----- Supplied data -----

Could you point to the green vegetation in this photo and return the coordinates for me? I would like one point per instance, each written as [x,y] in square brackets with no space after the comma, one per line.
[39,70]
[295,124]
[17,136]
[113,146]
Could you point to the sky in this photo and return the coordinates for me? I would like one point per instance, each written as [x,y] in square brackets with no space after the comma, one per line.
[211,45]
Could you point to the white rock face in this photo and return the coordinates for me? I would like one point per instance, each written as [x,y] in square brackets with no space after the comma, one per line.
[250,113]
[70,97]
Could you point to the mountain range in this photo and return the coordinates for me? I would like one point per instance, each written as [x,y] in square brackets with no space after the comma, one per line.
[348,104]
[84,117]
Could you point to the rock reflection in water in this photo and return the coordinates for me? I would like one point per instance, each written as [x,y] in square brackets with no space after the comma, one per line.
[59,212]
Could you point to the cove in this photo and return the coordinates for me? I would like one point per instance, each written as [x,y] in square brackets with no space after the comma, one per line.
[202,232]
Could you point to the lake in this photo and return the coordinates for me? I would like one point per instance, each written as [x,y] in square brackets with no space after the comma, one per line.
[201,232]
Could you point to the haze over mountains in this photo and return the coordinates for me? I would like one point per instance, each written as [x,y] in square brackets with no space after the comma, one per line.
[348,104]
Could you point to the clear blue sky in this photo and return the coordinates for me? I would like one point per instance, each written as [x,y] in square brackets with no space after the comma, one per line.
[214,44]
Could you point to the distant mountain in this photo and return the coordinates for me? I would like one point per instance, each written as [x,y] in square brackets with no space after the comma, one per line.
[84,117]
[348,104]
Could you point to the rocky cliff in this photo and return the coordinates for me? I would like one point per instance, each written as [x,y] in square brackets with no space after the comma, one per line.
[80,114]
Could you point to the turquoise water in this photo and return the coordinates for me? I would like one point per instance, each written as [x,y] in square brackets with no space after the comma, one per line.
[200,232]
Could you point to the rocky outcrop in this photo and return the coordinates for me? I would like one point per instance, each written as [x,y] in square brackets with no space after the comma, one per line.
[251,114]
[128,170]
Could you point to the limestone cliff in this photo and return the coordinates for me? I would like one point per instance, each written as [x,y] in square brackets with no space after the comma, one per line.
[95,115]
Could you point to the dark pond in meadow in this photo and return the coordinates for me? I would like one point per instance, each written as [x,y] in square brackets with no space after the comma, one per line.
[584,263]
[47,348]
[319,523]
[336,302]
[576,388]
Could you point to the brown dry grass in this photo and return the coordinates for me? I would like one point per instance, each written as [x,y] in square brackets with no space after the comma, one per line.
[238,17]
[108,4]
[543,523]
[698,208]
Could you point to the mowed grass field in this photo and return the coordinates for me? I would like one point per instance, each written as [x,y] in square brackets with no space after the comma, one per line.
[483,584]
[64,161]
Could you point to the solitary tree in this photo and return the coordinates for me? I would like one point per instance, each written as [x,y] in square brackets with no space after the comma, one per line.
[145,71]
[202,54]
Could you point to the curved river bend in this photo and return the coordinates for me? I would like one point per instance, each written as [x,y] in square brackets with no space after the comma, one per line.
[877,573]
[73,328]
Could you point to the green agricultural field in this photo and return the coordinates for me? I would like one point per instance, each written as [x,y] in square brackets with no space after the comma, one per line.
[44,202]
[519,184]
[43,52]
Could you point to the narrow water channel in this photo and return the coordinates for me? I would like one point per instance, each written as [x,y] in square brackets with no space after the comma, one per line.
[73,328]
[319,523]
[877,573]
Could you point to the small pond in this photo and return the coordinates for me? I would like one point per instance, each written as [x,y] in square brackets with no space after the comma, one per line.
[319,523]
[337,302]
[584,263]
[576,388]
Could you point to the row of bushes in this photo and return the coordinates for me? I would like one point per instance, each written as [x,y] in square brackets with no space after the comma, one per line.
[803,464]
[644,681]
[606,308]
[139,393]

-----
----- Supplied data -----

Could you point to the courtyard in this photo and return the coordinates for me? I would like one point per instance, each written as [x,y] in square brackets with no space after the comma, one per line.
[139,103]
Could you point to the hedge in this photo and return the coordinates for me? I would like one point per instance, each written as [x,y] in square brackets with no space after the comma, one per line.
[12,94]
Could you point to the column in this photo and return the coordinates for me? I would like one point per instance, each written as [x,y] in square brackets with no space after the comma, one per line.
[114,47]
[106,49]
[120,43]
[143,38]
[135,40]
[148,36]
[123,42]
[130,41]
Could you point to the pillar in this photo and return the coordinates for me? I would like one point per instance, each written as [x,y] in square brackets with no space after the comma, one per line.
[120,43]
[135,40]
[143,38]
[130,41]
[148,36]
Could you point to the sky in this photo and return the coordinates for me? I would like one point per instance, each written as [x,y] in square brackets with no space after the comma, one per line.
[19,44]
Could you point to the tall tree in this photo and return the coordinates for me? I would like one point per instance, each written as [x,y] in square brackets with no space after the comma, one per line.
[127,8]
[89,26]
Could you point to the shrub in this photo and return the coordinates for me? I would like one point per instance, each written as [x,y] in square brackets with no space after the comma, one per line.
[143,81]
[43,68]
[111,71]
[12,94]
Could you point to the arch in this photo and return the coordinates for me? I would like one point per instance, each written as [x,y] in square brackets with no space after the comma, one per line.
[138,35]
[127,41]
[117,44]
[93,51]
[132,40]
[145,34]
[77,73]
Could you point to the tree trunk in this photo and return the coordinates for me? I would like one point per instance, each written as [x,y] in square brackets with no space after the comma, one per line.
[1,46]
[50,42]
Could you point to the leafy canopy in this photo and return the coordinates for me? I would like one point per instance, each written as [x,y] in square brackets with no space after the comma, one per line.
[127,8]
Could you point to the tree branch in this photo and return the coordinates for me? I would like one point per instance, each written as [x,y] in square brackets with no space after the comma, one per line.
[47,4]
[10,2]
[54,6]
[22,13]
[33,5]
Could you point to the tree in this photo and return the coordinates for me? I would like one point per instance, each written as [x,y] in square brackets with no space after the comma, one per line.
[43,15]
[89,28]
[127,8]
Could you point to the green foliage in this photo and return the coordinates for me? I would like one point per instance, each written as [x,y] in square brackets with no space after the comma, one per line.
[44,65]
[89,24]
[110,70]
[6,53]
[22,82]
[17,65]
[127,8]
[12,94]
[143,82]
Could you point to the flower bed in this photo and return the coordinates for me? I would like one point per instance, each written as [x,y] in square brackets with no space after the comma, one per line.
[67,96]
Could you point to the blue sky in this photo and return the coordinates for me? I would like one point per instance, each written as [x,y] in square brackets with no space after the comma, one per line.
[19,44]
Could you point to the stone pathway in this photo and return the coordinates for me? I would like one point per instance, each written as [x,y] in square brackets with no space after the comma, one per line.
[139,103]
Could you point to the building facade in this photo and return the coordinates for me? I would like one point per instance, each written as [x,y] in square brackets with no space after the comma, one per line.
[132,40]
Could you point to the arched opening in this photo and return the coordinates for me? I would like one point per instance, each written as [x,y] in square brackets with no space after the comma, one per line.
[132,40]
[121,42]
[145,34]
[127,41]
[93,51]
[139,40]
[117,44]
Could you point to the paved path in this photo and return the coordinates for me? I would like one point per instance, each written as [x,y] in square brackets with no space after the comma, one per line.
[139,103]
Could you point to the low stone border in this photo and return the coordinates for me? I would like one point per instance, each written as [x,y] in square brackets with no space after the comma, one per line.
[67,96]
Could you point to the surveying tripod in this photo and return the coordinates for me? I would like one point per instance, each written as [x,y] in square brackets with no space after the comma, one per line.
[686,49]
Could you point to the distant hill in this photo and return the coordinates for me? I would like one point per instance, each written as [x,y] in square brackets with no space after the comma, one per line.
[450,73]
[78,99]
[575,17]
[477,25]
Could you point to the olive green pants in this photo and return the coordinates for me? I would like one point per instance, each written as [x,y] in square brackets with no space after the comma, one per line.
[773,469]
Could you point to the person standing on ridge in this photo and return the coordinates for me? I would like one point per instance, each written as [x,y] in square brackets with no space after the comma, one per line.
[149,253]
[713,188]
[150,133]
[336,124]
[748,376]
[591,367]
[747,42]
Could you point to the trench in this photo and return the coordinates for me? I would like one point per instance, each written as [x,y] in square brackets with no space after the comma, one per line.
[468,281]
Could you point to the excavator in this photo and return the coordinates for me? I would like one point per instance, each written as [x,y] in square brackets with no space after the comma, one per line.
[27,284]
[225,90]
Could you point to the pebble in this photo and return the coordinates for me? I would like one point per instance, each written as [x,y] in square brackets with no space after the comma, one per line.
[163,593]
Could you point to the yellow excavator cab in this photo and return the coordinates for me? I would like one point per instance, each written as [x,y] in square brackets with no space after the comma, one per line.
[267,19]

-----

- _Exercise objective_
Count the lines of the records above that contain the string "blue". Give only the number.

- _Answer to the problem_
2